AIM:
Transcribe precisely those lines of the listing that fall between the line containing "Identify the boardwalk" and the last line, inclusive of both.

-- START INFORMATION PROVIDED --

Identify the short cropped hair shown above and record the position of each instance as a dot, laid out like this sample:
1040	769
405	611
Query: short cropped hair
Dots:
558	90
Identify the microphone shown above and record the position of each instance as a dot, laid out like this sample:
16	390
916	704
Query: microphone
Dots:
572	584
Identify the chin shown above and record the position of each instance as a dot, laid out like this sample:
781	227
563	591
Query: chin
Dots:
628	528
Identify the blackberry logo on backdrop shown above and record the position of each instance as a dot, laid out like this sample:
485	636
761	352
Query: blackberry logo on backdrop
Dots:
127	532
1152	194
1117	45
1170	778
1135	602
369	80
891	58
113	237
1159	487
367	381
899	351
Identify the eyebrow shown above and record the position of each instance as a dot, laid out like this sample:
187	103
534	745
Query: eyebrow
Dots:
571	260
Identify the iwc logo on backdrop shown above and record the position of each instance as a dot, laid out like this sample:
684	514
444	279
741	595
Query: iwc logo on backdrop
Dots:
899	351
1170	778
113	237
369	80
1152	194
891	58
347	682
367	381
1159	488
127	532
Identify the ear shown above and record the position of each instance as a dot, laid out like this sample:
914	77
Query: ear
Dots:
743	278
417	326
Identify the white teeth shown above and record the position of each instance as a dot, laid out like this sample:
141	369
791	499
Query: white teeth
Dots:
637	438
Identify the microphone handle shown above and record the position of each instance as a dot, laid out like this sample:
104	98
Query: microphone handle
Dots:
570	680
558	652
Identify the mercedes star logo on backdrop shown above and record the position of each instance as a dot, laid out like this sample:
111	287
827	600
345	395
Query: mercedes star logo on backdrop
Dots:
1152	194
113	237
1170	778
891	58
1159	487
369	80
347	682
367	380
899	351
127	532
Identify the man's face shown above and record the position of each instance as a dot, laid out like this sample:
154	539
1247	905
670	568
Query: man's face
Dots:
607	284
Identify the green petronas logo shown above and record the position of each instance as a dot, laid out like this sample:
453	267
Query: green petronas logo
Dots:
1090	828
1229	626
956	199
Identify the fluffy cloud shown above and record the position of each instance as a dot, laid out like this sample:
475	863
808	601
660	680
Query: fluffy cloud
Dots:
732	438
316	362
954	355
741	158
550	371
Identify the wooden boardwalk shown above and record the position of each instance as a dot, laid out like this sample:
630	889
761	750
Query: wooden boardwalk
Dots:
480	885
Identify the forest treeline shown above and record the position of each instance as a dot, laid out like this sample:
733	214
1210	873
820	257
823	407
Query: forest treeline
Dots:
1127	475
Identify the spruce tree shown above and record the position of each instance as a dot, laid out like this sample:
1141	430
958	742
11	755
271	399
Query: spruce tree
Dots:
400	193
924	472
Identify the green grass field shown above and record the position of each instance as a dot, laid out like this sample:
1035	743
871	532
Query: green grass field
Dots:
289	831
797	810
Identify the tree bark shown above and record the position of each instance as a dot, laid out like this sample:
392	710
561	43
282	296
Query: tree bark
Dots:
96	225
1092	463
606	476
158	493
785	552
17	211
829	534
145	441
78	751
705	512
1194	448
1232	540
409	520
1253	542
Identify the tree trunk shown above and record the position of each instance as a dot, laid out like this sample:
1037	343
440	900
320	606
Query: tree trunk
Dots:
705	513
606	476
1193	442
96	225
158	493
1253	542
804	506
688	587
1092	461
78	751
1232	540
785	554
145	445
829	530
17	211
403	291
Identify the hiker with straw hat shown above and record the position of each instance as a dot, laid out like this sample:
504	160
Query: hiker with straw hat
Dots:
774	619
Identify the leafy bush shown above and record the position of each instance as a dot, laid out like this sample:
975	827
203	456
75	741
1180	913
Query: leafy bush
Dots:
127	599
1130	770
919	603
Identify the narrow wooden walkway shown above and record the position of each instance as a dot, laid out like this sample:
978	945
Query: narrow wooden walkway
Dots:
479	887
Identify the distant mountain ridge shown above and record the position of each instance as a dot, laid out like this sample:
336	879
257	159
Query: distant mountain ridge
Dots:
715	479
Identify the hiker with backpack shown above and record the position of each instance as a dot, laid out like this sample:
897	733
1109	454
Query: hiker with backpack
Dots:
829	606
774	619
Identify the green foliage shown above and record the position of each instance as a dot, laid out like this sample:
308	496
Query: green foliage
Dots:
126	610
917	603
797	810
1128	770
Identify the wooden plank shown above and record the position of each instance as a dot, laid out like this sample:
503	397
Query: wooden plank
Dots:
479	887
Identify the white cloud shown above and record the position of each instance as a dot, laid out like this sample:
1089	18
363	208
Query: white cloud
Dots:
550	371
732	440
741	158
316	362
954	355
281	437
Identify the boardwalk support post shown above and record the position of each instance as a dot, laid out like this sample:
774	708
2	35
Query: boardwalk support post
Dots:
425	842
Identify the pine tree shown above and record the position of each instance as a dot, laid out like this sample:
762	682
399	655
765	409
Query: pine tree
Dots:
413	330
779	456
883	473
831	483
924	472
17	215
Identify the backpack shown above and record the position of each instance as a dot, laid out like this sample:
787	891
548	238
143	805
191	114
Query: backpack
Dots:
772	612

-- END INFORMATION PROVIDED --

SOLVED EXERCISE:
Identify the boardwalk support post shown above and record the position of each instance as a dot, laid out like this sample:
774	708
2	35
Query: boardwalk support post
Dots:
425	842
Identify the pine tree shown above and record the position of each instance as a dot, laid out like this sample:
762	682
399	655
765	409
Query: pine tree
Dots:
413	330
779	456
883	473
831	483
924	472
17	215
Identify the backpack shown above and record the position of each instance as a dot, laid out like this sample:
787	891
548	238
143	805
191	114
Query: backpack
Dots:
772	612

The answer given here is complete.